> **What to work on**: Could you rewrite the records from the start through the line containing "[0,0,480,21]", substituting "stone walkway" for "paved path" and leaving everything else unchanged?

> **Data in this exercise**:
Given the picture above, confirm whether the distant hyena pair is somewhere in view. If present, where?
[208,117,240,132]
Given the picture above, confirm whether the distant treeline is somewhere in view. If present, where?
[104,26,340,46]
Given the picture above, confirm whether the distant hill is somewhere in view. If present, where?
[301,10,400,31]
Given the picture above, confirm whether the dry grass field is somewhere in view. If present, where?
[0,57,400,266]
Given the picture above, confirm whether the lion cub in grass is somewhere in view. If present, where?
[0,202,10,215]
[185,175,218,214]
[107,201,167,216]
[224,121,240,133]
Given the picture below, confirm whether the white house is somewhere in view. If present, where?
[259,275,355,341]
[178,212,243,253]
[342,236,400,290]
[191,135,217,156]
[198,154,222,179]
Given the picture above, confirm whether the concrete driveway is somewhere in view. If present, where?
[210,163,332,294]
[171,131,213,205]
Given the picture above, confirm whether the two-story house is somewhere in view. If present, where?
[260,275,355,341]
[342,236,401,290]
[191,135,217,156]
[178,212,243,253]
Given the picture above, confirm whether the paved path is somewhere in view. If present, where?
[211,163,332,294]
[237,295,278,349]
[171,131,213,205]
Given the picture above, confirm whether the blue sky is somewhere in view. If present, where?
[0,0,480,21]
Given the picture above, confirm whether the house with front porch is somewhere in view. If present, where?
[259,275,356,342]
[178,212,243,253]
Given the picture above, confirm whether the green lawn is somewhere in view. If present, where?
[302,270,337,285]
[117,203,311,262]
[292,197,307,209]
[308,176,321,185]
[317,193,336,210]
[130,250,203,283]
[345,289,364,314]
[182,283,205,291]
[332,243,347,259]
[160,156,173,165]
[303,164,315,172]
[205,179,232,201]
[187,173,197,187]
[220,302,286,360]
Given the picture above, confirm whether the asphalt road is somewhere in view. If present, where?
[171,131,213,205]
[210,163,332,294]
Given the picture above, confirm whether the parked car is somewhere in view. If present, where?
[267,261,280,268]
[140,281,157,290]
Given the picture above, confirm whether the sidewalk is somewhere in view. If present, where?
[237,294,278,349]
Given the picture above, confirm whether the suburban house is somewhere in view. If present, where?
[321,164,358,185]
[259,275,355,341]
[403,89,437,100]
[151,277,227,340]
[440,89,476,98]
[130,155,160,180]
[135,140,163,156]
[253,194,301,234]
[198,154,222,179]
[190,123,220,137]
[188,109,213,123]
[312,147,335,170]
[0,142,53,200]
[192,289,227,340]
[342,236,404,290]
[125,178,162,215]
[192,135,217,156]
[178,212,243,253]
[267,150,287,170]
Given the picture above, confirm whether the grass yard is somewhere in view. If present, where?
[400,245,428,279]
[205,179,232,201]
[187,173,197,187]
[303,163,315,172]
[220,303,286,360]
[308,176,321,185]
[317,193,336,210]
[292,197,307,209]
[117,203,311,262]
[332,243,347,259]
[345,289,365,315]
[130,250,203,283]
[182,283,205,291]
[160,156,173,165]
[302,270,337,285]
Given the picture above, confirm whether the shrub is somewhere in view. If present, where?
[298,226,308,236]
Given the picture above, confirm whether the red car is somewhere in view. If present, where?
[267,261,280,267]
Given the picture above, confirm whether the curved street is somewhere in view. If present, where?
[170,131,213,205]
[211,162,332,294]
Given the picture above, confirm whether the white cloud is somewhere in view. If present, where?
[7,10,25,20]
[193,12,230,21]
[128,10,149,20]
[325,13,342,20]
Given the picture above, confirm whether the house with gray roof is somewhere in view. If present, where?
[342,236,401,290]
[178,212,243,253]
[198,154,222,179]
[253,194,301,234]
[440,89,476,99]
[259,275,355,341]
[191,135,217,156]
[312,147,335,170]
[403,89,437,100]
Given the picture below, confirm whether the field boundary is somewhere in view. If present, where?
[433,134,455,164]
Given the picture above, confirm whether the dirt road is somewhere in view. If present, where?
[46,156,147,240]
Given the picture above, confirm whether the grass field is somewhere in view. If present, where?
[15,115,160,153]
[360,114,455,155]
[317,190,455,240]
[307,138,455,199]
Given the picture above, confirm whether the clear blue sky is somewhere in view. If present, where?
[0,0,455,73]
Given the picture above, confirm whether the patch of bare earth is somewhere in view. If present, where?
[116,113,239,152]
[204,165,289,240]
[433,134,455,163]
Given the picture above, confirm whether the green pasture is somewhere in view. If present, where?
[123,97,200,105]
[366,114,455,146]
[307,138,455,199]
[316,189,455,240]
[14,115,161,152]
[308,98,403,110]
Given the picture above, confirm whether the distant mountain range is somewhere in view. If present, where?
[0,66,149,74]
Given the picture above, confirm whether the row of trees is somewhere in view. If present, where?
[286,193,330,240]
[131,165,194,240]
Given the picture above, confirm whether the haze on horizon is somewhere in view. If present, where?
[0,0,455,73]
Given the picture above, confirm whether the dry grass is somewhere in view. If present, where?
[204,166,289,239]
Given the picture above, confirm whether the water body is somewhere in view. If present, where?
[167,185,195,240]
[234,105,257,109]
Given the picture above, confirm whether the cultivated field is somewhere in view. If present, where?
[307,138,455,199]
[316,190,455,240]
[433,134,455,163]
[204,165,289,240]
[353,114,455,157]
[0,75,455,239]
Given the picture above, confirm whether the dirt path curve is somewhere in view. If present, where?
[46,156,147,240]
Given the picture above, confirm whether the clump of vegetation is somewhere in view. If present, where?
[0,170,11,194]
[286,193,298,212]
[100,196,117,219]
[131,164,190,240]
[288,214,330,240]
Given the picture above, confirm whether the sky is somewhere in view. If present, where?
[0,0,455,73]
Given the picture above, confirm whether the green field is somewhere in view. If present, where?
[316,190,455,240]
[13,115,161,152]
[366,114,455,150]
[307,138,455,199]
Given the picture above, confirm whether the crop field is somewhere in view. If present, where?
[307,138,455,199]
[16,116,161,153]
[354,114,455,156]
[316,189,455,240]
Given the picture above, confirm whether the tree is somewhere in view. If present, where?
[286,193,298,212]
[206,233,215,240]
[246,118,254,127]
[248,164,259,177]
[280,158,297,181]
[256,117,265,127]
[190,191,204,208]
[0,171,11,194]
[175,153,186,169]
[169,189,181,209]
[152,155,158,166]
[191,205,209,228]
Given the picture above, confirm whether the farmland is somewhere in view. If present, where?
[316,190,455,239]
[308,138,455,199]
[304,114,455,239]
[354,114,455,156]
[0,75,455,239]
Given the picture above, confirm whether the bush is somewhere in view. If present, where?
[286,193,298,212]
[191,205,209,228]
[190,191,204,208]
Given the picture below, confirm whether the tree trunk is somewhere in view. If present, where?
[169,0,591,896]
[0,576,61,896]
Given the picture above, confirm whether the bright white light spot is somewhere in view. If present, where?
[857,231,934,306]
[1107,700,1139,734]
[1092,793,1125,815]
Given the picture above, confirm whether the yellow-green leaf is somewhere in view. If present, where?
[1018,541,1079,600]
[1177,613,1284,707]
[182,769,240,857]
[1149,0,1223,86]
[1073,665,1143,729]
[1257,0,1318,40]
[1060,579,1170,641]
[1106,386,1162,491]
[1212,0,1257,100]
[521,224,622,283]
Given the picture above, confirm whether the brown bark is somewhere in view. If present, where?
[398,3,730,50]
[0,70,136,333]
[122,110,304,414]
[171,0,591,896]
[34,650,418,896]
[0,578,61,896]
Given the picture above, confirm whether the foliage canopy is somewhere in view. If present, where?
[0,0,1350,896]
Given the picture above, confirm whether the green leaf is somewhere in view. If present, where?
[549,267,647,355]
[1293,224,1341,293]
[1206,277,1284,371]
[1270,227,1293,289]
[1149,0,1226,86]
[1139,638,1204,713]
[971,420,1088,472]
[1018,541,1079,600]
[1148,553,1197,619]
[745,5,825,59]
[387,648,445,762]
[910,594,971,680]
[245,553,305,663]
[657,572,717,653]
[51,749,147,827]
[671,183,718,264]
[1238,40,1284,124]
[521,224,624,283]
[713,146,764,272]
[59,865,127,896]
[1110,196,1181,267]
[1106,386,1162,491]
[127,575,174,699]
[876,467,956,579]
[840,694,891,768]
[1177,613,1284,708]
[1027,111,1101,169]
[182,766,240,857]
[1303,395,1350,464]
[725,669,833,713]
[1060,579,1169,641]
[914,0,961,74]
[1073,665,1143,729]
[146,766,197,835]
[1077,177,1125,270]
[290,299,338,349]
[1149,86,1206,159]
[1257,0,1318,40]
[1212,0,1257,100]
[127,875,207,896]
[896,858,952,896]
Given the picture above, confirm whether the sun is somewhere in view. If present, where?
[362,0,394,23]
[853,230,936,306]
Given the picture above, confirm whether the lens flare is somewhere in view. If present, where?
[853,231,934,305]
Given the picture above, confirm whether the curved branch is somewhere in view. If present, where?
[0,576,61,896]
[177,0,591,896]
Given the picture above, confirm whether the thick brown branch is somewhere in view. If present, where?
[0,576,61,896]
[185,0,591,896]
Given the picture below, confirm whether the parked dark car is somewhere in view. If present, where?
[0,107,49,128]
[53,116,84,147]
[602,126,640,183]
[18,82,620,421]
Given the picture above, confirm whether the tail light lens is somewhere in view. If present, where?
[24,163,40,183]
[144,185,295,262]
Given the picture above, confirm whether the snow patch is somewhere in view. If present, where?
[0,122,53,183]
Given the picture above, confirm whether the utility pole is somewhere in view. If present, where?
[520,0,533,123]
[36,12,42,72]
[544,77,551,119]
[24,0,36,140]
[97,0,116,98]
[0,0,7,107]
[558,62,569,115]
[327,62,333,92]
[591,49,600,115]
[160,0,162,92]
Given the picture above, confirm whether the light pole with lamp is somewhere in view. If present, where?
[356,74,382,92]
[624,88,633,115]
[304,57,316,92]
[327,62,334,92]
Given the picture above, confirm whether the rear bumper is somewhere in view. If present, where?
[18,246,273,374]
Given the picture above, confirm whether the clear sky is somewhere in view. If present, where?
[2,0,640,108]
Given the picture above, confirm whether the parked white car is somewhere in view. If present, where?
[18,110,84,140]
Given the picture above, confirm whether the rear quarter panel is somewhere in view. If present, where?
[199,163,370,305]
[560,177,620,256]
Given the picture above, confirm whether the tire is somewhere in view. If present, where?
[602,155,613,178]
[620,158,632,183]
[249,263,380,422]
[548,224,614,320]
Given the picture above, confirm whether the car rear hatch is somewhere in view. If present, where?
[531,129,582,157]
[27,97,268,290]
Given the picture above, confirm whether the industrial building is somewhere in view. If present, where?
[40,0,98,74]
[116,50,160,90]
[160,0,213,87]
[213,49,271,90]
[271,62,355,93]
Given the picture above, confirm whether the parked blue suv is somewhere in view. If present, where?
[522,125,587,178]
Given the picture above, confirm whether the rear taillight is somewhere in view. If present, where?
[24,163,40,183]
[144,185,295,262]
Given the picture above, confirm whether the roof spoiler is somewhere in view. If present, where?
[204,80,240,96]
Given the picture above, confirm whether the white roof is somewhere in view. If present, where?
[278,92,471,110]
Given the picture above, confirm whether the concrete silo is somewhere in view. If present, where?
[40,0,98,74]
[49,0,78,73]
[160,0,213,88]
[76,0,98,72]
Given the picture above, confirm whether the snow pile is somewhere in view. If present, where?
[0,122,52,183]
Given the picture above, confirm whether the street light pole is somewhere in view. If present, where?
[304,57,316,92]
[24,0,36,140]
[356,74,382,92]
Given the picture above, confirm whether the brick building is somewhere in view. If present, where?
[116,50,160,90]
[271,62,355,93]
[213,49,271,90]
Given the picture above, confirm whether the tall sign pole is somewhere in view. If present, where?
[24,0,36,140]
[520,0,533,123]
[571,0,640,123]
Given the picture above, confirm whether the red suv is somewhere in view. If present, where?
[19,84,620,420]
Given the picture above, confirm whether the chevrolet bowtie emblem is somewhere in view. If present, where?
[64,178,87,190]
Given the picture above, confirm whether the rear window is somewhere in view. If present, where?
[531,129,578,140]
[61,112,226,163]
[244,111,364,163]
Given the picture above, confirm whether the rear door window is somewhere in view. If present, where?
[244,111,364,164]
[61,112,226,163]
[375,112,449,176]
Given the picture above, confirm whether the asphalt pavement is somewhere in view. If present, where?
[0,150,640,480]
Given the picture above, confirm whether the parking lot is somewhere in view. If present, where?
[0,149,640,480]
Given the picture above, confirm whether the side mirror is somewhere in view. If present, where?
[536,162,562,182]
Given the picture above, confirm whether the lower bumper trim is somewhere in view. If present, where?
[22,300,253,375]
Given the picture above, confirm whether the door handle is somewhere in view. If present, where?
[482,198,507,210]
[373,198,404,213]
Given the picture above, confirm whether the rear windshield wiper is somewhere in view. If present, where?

> **Right answer**:
Given the picture above, confirm whether the distant hyena pair is somewhere in view. If present, where?
[208,117,240,132]
Given the picture above, confirm whether the distant treeline is somewhere in view. If present, where?
[104,26,340,46]
Given the picture above, confirm whether the distant hill is somewhere in view. If present, where?
[301,10,400,31]
Given the picture above, confirm whether the dry grass field is somewhere in view. If present, where?
[0,57,400,266]
Given the picture above, confirm whether the lion cub in grass is somewhere in view. If present, where?
[0,202,10,215]
[185,175,218,214]
[107,201,167,216]
[224,121,240,133]
Given the picture below, confirm whether the white house is somewhere in view. If present, where?
[259,275,355,341]
[178,212,243,253]
[342,236,400,290]
[191,135,217,156]
[198,154,222,179]
Given the picture above, confirm whether the concrete driveway is somewhere in view. If present, where?
[210,163,332,294]
[171,131,213,205]
Given the picture above, confirm whether the two-story house is somewhere in view. If present, where?
[260,275,355,341]
[342,236,401,290]
[191,135,217,156]
[178,212,243,253]
Given the picture above, confirm whether the stone walkway is somewhere in view. If present, where?
[211,163,332,294]
[237,295,278,349]
[171,131,213,205]
Given the picture above, confirm whether the blue sky is somewhere in view. If present, where?
[0,0,480,21]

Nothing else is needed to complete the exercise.